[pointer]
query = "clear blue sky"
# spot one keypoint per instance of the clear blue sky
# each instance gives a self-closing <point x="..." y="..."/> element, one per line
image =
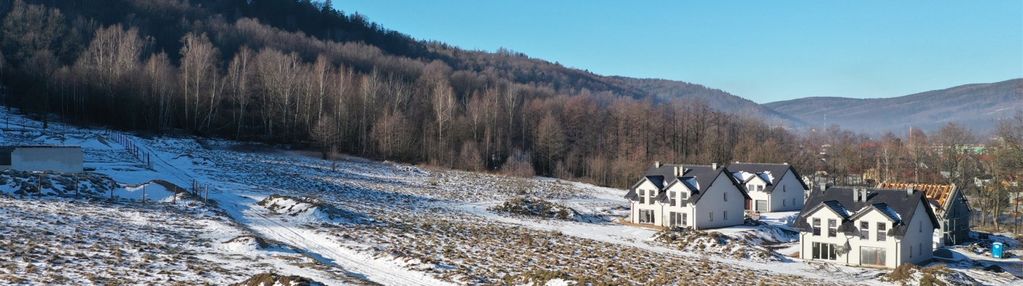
<point x="761" y="50"/>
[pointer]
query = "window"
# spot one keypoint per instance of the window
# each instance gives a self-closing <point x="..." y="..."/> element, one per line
<point x="882" y="232"/>
<point x="816" y="227"/>
<point x="647" y="216"/>
<point x="674" y="219"/>
<point x="832" y="228"/>
<point x="872" y="255"/>
<point x="825" y="251"/>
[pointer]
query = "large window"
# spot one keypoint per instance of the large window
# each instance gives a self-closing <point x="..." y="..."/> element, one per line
<point x="832" y="228"/>
<point x="825" y="251"/>
<point x="646" y="216"/>
<point x="882" y="232"/>
<point x="675" y="219"/>
<point x="816" y="227"/>
<point x="872" y="255"/>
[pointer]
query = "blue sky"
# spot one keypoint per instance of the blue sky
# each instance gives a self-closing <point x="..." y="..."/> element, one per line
<point x="762" y="50"/>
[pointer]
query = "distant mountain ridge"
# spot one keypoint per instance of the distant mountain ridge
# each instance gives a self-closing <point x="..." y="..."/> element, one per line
<point x="977" y="106"/>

▬▬▬▬▬▬

Task directions:
Scan the listing and copy every line where the string "window" shows up.

Written solution:
query = "window"
# spot one keypoint per instance of the window
query = "large window"
# spot one keypoint per instance of the large window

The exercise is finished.